### Выбранный отрывок
+ + +
Автор работы: Пользователь скрыл имя, 27 Октября 2014 в 22:27, контрольная работа
Описание работы
«Бубновый валет» - это группа русских художников - авангардистов, оформившаяся в 1910 - 1912 годы на базе одноимённой московской выставки 1910 года, на следующий год преобразовавшаяся в общество со своим уставом. Выставка эта проходила на Воздвиженке в доме Экономического общества офицеров, пользовалась огромным интересом публики и сопровождалась шумихой в прессе, печатавшей множество карикатур, фельетонов и язвительных репортажей о ней.
Содержание работы
Введение ………………………………………………………………………..………3 Глава 1. История возникновения творческого объединения «Бубновый валет»…..5 Глава 2. Биография Машкова Ильи Ивановича (1881– 1944)…………….……….27 Заключсние…………………………………………………………………………….33 Список литературы……………………………………………………………………34
Портретная концепция бубнововалетцев состояла
в полемическом переосмыслении традиций
жанра и намеренном «снижении» образных
характеристик. Закон жанра — слияние
индивидуального сходства с элементом
идеализации — Машков сознательно нарушает.
Сходство он преувеличивает и обостряет;
идеальное, образцовое переиначивает
самым неожиданным образом.
+ + +
### Данные

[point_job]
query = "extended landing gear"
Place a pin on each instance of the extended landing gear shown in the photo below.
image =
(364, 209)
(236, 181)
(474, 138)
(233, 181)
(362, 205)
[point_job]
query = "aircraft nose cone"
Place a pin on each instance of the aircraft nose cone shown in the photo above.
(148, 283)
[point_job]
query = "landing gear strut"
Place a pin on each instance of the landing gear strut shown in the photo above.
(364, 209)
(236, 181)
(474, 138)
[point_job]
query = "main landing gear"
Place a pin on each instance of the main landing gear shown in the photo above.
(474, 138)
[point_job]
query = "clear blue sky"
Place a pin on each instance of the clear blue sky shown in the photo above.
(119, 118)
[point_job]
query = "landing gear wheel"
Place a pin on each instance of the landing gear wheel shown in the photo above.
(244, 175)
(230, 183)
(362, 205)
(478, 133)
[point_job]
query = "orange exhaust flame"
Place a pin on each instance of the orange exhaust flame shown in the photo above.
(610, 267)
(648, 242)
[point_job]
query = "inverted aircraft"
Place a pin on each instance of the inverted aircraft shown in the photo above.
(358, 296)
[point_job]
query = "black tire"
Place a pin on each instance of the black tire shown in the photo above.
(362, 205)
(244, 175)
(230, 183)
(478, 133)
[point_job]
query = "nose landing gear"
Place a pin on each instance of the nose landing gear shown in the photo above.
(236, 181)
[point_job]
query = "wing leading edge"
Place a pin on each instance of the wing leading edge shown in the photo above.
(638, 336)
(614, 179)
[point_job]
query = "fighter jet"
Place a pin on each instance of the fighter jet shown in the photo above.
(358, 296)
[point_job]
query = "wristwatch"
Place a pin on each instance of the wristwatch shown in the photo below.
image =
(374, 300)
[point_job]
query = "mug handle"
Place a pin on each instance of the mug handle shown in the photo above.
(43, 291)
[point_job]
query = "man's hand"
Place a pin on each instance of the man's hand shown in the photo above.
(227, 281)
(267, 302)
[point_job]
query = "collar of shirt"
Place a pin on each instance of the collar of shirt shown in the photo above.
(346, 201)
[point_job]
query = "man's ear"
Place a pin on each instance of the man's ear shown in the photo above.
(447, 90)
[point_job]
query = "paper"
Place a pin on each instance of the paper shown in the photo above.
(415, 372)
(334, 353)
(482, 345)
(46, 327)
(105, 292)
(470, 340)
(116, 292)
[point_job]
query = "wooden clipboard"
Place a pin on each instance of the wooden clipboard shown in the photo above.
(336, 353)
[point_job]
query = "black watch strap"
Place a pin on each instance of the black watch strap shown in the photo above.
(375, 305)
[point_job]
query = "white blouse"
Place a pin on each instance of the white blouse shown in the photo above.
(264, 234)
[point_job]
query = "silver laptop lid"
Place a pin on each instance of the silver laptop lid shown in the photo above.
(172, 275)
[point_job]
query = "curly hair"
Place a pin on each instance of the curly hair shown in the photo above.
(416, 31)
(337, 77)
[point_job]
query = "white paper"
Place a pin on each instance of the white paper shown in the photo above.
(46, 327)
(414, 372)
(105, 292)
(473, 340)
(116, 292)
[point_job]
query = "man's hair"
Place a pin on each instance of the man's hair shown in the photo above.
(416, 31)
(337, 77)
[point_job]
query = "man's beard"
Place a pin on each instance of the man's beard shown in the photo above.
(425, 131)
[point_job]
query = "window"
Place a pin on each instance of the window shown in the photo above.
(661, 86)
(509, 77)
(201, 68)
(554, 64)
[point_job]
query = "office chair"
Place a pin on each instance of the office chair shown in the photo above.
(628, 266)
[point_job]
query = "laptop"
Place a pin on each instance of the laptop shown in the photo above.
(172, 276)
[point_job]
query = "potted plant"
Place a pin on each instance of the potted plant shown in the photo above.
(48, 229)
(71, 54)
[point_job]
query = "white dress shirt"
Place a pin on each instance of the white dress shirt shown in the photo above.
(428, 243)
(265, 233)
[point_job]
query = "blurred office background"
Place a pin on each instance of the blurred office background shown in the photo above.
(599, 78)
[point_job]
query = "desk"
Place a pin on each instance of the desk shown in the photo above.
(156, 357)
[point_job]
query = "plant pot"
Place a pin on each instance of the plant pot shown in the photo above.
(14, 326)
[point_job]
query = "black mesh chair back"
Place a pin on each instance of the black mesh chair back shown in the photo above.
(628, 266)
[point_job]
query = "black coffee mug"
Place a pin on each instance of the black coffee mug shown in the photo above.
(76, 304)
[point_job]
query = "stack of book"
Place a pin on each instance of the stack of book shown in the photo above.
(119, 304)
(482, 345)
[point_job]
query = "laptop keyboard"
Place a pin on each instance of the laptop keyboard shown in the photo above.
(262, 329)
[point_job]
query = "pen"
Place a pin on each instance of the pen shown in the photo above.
+ + +
### Что нужно сделать
(A) Где, согласно отрывку о «Бубновом валете», проходила московская выставка 1910 года?
(B) Дайте продолжение отрывка о «Бубновом валете», начав сразу после его последнего предложения.

### Ожидаемые результаты
(A) На Воздвиженке, в доме Экономического общества офицеров.

(B)
Главным «пугачом» (как называли
такие полотна сами художники) выставки
1910 года стало «огромное, в своем роде
программное, полотно Ильи Машкова, изображающее
его самого и Петра Кончаловского голыми
(в костюме борцов), с великолепными мускулами;
справа — пианино с испанскими нотами,
на пианино книги — Сезанн, Хокусаи, Библия;
налево стол — со стаканами; в руках —
музыкальные инструменты, у ног — гимнастические
гири…».
Гиперболизация физических,
телесных (но отнюдь не поэтически духовных)
достоинств героев, обилие наивных «рассказывающих»
деталей, комически серьезное позирование
перед зрителем — черты народной эстетики;
эффект неожиданности возникал от их приложения
к традиционно «высокой» теме. Еще более
вызывающим выглядел на автопортрете Ларионов,
жизнерадостный, хулиганского вида детина
с едва отросшими волосами — в это время
он проходил армейскую службу, — изобразивший
себя в стиле «заборной живописи». Зрители
застывали в недоумении и перед «Портретом
поэта» Машкова, где о профессии модели
можно было догадаться, лишь прочитав
надпись на этикетке.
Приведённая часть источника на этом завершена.